» **Directions**
Copy the full passage on pogonophobia word for word.

» **Provided passage**
Content starts
Pogonophobia is the fear of beards.

== History ==
The term pogonophobia is derived from the Greek words pogon (πώγων) for "beard" and phobos (φόβος) for "fear."

David Smith's 1851 publication of The Covenanter of the Reformed Presbyterian Church describes the Jesuits of Baden as suffering "a veritable pogonophobia at the sight of a democratic chin."

The term is generally meant to be taken in a jocular vein. In the 1920s, psychologist John B. Watson was able to condition this fear in a young boy by means of classical conditioning methods.

In August 2013, Christopher Oldstone-Moore, history lecturer at Wright State University in Ohio, and author of The Beard Movement in Victorian Britain commented, "Facial hair for the past century has been thought to reflect a suspicious streak of individuality and defiance... Politicians, public servants and businessmen – and apparently journalists – risk their reputations if they abandon the razor."

Some relationship to "beardism" – discrimination based on facial hair – is claimed, and a difference in cultures is noted. Some association with claims of unhygienic beards (e.g., among homeless men) and fashion preferences of women. That various religious groups treat beards more or less reverently is also a factor, for example in Judaism and in Islam. Similarly, some groups require beards and forbid shaving, which has an effect on that society's norms and perceptions.
Content ends
» **Information provided**
Content starts
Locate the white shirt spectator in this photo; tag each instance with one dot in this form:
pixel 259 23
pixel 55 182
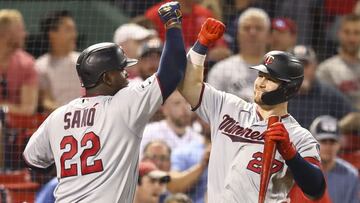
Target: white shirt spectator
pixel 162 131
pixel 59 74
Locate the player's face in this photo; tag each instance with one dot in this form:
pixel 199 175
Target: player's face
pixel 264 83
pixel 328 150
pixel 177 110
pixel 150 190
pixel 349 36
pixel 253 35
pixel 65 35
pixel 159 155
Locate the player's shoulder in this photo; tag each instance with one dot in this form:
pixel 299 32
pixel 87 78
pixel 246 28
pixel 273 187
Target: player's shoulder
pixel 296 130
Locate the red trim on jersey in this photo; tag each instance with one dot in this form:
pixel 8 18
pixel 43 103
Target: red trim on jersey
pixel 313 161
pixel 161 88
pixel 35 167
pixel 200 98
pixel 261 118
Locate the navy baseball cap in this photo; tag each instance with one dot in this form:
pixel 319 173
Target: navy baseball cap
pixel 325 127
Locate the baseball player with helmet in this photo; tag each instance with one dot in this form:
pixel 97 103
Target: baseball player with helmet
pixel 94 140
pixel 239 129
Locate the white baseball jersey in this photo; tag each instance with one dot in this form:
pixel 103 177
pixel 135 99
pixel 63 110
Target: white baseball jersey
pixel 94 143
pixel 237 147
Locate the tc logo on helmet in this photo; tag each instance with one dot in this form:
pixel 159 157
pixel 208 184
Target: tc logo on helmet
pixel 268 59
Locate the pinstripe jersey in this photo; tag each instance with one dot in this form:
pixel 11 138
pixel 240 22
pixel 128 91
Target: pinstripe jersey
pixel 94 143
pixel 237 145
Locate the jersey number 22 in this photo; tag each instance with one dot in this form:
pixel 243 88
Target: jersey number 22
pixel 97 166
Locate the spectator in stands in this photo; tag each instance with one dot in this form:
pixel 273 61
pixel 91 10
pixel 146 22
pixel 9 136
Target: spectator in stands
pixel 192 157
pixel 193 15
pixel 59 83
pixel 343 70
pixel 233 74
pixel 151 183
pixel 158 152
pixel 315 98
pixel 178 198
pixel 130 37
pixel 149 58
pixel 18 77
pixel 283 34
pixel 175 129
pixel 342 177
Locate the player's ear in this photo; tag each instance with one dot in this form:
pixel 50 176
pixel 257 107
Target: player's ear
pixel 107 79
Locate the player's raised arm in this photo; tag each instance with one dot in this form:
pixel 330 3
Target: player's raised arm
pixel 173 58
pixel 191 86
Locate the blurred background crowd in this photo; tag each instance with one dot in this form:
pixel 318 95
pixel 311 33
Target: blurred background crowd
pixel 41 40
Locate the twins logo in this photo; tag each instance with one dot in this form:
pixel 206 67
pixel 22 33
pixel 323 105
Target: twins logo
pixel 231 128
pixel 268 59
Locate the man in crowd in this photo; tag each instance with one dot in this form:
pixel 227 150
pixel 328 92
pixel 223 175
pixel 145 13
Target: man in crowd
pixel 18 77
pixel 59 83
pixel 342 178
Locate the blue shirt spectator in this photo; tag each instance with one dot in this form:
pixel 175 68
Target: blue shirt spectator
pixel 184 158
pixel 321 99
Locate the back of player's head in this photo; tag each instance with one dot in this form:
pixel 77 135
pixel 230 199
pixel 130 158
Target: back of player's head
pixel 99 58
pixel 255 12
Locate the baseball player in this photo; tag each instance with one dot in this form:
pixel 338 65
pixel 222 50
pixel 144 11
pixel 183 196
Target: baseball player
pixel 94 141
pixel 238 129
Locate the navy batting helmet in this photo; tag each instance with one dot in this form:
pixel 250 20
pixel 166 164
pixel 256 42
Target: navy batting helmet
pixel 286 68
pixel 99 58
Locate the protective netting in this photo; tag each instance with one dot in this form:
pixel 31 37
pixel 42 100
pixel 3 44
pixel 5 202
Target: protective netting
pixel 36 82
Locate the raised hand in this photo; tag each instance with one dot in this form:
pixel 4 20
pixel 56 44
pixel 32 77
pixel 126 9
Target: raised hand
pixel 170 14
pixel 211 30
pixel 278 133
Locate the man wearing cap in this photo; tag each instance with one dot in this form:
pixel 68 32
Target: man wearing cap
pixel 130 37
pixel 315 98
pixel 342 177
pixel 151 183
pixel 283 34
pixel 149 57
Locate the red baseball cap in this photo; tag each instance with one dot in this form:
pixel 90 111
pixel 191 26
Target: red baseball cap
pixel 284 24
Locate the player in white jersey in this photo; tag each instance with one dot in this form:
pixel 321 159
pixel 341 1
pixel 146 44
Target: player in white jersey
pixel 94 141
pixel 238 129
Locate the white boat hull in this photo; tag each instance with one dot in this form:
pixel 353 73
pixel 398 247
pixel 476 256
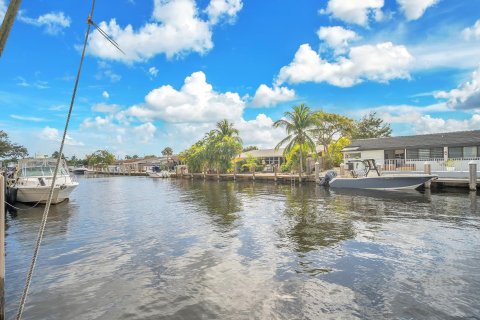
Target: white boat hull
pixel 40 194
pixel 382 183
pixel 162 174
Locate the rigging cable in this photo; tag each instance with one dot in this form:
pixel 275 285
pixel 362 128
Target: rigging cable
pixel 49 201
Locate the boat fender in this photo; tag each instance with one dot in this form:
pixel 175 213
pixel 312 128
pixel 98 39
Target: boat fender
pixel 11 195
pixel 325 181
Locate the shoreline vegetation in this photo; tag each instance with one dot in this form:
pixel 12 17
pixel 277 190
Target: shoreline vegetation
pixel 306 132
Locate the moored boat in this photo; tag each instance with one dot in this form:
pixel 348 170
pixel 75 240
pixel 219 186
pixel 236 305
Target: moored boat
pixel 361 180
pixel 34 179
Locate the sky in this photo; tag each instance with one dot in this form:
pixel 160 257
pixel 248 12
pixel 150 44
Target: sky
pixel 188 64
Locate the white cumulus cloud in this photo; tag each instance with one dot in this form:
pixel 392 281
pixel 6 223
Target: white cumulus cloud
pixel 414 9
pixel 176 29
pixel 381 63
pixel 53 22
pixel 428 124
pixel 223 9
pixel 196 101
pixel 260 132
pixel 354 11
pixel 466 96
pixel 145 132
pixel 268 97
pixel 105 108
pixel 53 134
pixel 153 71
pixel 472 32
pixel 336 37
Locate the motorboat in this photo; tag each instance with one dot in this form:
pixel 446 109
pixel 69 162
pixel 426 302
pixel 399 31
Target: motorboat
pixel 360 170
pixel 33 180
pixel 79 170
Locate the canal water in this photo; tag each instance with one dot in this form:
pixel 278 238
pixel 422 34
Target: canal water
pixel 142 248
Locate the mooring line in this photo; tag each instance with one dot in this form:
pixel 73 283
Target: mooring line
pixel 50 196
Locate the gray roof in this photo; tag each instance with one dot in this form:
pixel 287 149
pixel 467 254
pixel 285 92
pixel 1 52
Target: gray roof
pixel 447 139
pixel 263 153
Content ends
» **Solved problem**
Pogonophobia is the fear of beards.

== History ==
The term pogonophobia is derived from the Greek words pogon (πώγων) for "beard" and phobos (φόβος) for "fear."

David Smith's 1851 publication of The Covenanter of the Reformed Presbyterian Church describes the Jesuits of Baden as suffering "a veritable pogonophobia at the sight of a democratic chin."

The term is generally meant to be taken in a jocular vein. In the 1920s, psychologist John B. Watson was able to condition this fear in a young boy by means of classical conditioning methods.

In August 2013, Christopher Oldstone-Moore, history lecturer at Wright State University in Ohio, and author of The Beard Movement in Victorian Britain commented, "Facial hair for the past century has been thought to reflect a suspicious streak of individuality and defiance... Politicians, public servants and businessmen – and apparently journalists – risk their reputations if they abandon the razor."

Some relationship to "beardism" – discrimination based on facial hair – is claimed, and a difference in cultures is noted. Some association with claims of unhygienic beards (e.g., among homeless men) and fashion preferences of women. That various religious groups treat beards more or less reverently is also a factor, for example in Judaism and in Islam. Similarly, some groups require beards and forbid shaving, which has an effect on that society's norms and perceptions.